■ Enunciado 1: Diga se cada afirmação a seguir está de acordo com o trecho sobre o ensino em casa, respondendo sim ou não e citando as palavras do trecho que decidem: (a) Os encontros presenciais obrigatórios com pedabobos e educratas seriam semestrais. (b) O Conselho Tutelar faria inspeções nas escolas. (c) As crianças ficam afastadas da sociedade coisa de 30 horas por semana.
■ Enunciado 2: Extraia do trecho sobre o ensino em casa a parte que começa nas palavras "E, finalmente, o" e termina depois de "por aí vai.", sem mudar nada.

■ Trecho:
________________

Uma criança que estude em casa, com os pais ou tutores particulares, ou mesmo num grupo de estudos de vizinhos ou filhos de casais amigos, pode aprender de verdade. Desde que, claro, os conteúdos lhe sejam apresentados numa sequência lógica
O pobre estudante ainda teria de cumprir ao menos os conteúdos previstos na Base Nacional Comum Curricular (que consegue ser mais delirante que um trans-humano terraplanista abduzido depois de devorar sozinho um bolo de maconha), aos quais se pode, claro, adicionar algo mais. Quanta generosidade da parte dos educratas, não é mesmo?, isso de permitir que os pais ensinem alguma coisa aos próprios filhos… E, finalmente, só para deixar bem claro que nossos filhos são propriedades do Estado, que generosamente até nos permite conviver com eles quando não lhe têm uso, será obrigatório comparecer a encontros presenciais semestrais com pedabobos e educratas, para que eles possam encher-nos a cara de perdigotos e os ouvidos de jargão sem sentido. Além disso, claro, ter-se-á de permitir que o Conselho Tutelar faça inspeções (!!!) na casa das famílias, esses lugares tão insalubres em que normalmente as crianças passam a maior parte do tempo em que não estão sendo zumbificadas pelo MEC (Mecanismo de Embutir Chouriços).
E, finalmente, o mais radiosa e solenemente patético: os pais devem “garantir a convivência em sociedade”. A mesma sociedade, diria eu, de que as pobres crianças submetidas aos moedores de miolos são afastadas coisa de 30 horas por semana, aprendendo a odiar o diferente, a cortar ao meio o raciocínio quando toca uma campainha pavloviana, e por aí vai.

________________

■ Material fornecido:
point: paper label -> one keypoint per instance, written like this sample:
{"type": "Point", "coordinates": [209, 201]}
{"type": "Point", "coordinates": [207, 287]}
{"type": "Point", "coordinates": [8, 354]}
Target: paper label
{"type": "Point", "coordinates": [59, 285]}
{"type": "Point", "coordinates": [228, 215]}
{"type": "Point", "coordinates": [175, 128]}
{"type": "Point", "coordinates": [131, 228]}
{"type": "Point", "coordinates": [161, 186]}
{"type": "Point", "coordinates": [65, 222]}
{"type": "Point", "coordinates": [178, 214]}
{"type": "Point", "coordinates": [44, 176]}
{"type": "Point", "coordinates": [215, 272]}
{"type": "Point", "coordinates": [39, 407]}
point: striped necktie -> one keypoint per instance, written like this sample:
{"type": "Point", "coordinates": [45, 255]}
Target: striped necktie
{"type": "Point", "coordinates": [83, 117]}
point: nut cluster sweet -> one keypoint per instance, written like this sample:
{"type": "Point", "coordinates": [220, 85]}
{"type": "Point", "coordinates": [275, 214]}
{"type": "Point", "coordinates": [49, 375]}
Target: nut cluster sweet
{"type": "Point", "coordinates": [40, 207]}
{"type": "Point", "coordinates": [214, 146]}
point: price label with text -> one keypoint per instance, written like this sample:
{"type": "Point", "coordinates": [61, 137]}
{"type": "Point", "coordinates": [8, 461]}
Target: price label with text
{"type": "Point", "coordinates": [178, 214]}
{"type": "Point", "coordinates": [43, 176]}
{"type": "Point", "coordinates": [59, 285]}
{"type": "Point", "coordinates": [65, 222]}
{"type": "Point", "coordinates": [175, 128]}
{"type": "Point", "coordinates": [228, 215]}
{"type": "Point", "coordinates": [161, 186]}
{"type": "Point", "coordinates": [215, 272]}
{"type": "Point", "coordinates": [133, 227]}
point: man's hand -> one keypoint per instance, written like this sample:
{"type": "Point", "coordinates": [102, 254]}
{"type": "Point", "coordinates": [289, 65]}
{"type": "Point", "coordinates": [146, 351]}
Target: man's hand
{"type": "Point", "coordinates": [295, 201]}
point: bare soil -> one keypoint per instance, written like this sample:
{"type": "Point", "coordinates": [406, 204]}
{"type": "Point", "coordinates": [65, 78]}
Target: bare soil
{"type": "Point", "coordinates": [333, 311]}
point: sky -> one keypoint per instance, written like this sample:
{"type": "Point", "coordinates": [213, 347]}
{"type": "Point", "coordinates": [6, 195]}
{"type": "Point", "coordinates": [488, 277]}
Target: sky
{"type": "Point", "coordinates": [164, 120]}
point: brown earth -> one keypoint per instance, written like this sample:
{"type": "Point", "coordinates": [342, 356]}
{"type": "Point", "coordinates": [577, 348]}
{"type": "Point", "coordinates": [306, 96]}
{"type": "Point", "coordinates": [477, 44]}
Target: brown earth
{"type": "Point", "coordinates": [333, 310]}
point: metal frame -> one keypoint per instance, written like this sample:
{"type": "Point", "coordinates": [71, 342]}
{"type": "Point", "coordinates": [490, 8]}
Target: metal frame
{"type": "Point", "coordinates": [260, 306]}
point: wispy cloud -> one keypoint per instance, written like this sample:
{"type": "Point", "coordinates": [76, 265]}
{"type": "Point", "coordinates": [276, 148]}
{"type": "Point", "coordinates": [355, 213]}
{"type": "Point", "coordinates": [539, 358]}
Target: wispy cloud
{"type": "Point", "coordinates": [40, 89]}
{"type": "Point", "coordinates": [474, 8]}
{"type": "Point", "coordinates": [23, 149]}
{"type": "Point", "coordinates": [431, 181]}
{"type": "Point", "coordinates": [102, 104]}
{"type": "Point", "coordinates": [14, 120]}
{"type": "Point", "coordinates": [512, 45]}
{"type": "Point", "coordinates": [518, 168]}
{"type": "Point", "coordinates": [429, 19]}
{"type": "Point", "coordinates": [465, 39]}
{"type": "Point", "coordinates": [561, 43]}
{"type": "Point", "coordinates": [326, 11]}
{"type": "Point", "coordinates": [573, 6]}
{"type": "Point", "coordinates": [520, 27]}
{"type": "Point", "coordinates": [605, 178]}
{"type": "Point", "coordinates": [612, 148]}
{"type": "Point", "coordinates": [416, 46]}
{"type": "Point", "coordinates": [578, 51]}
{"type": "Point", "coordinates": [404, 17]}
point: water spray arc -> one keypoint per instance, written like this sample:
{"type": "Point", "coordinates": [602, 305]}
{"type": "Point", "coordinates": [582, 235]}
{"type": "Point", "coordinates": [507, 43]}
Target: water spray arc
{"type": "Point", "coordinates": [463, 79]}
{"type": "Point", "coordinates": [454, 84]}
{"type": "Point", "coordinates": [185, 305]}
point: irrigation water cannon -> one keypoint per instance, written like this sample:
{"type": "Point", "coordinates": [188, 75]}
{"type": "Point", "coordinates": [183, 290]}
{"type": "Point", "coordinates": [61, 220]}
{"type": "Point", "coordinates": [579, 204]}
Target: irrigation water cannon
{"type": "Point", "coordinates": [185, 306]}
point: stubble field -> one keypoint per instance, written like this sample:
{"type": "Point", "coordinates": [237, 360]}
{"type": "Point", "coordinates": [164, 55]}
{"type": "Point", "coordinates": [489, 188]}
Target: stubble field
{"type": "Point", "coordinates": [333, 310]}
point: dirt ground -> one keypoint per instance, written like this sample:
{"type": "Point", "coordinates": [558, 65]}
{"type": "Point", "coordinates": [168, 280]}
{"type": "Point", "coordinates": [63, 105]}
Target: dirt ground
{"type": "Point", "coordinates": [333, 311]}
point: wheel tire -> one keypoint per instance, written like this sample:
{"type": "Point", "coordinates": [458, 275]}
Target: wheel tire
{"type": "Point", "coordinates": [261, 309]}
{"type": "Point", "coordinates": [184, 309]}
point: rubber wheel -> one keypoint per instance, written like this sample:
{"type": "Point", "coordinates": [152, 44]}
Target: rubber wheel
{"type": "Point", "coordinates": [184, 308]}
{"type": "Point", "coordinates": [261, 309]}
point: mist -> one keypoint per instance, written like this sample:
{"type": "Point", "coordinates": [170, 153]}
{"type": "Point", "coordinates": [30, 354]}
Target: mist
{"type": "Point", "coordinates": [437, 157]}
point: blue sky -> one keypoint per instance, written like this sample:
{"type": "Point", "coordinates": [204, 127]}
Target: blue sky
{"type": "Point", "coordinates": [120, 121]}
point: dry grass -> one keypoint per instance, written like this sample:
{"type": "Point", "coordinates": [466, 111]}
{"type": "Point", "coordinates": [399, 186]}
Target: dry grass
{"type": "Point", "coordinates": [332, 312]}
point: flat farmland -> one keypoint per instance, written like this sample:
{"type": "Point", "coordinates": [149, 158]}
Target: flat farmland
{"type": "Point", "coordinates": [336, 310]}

________________

■ Resposta 1:
(a) Sim: "será obrigatório comparecer a encontros presenciais semestrais com pedabobos e educratas".
(b) Não: "faça inspeções (!!!) na casa das famílias".
(c) Sim: "são afastadas coisa de 30 horas por semana".

■ Resposta 2:
E, finalmente, o mais radiosa e solenemente patético: os pais devem “garantir a convivência em sociedade”. A mesma sociedade, diria eu, de que as pobres crianças submetidas aos moedores de miolos são afastadas coisa de 30 horas por semana, aprendendo a odiar o diferente, a cortar ao meio o raciocínio quando toca uma campainha pavloviana, e por aí vai.